[Dataset records on object locations]
- - -
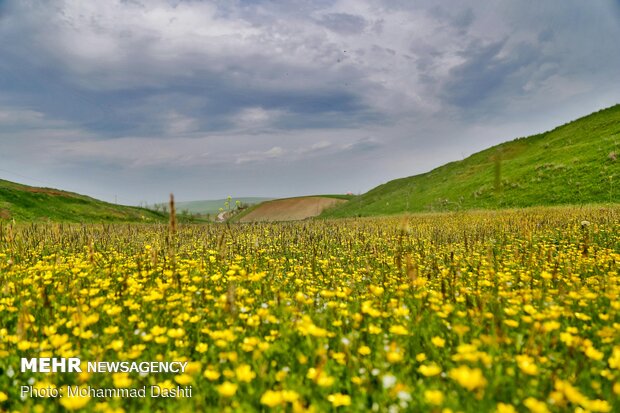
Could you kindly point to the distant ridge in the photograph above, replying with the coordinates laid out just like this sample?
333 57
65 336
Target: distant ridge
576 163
- - -
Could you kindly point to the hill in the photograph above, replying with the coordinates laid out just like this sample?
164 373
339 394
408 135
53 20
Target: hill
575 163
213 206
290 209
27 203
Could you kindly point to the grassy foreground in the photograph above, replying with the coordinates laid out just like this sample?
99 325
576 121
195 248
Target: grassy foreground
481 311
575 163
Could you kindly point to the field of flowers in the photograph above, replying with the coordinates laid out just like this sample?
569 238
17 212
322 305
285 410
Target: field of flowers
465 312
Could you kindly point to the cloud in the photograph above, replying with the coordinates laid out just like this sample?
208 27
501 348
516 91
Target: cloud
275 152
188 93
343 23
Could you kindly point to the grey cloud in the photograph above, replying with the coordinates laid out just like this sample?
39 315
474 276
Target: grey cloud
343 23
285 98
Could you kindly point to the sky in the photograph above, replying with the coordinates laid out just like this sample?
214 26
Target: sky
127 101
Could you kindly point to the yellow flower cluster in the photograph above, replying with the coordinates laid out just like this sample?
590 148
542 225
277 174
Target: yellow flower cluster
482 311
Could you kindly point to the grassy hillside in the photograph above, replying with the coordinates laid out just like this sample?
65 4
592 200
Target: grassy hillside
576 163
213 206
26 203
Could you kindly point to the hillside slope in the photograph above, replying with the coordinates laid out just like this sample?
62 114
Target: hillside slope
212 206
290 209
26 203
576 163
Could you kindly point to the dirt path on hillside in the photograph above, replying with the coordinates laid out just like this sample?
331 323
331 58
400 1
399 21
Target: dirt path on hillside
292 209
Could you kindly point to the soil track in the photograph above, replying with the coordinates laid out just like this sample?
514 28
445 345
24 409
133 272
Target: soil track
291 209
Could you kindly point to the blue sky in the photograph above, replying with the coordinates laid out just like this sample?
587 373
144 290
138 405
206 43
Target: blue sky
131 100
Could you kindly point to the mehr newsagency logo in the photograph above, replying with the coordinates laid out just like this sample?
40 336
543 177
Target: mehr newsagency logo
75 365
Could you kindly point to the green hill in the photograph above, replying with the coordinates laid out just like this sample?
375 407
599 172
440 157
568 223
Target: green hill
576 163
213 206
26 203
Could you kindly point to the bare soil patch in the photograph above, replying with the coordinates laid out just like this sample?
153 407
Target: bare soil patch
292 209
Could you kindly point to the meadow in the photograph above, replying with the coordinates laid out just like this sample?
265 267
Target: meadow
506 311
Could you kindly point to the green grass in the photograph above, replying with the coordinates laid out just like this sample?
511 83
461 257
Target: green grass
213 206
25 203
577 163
- - -
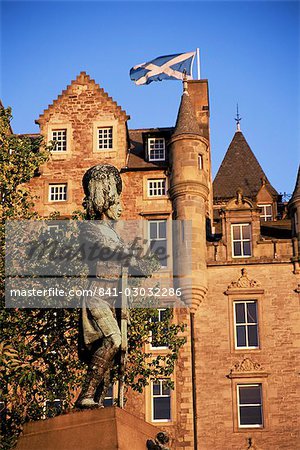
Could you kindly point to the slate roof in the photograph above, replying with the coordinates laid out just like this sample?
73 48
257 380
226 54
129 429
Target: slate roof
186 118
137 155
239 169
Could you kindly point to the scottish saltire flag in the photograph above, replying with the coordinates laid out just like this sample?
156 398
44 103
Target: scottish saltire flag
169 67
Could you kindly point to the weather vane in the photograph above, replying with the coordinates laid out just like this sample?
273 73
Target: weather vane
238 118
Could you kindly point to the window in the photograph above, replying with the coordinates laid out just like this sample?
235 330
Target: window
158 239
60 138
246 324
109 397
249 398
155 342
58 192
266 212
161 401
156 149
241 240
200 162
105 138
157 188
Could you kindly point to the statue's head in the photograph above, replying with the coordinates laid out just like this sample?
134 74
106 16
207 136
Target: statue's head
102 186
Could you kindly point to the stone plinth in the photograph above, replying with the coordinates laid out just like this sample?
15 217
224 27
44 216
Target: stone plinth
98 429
- - -
# BRIEF
Show every line of the data above that contains the word "track".

# RESULT OF THE TASK
Could you kindly point to the soil track in the photograph above, replying with the coordinates laid out just like this sample?
Target: soil track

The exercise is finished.